== Given records ==

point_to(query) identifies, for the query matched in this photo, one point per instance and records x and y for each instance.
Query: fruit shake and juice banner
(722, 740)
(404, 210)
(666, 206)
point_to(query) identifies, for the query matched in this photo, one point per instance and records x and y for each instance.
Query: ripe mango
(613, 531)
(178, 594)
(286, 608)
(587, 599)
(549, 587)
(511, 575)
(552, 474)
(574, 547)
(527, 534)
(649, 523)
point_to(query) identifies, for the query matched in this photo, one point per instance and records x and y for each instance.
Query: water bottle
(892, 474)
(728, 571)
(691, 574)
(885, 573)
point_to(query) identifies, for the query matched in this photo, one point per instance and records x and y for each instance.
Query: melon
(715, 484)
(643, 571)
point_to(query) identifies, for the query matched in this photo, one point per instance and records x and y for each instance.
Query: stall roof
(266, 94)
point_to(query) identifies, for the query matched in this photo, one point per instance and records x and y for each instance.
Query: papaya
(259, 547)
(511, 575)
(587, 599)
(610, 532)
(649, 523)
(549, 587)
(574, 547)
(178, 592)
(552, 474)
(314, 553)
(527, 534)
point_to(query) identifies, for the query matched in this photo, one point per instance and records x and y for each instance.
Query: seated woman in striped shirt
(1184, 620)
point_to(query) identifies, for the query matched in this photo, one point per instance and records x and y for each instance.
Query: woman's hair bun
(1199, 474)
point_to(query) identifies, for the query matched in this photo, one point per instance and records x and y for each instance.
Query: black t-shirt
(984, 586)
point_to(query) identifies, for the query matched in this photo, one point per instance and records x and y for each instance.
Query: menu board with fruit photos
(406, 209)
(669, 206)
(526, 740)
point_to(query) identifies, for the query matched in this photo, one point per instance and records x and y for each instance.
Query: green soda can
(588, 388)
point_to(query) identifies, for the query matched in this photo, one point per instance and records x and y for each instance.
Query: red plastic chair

===
== Given records ==

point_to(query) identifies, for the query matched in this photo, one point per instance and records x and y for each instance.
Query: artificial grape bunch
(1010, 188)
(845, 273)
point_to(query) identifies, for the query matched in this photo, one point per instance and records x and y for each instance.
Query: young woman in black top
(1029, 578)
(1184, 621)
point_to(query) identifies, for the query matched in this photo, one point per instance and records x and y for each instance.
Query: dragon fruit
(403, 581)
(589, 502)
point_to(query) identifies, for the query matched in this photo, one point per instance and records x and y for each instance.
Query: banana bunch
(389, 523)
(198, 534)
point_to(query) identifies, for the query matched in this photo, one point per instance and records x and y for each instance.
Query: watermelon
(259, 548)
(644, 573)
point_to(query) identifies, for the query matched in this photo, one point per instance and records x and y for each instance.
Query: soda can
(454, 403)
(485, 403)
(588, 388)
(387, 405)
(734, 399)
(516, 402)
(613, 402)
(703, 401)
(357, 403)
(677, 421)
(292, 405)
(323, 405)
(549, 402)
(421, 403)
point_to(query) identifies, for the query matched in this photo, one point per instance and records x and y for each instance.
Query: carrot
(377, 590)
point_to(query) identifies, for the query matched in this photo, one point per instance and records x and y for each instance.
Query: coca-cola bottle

===

» What you should do:
Please copy, exactly and with nothing else, the lines above beginning at the line that has "Query: woman's hair bun" and ending with the line that has "Query: red plastic chair".

» Your response:
Query: woman's hair bun
(1199, 474)
point_to(query) identifies, for the query matched in this photo, one point per instance and records x and y for each instance.
Query: black t-shirt
(984, 586)
point_to(query) identifies, for the query matched in this photo, one point per instance and records x and y for each instance.
Query: menu board with fruit photos
(406, 209)
(669, 206)
(526, 740)
point_to(query) identifies, for the query matched in this photo, one point per instance and records x and y for each instance.
Query: green soda can
(588, 388)
point_to(query) identifies, for the query matched in this photo, one point per instance and records x and y for each instance.
Query: red plastic chair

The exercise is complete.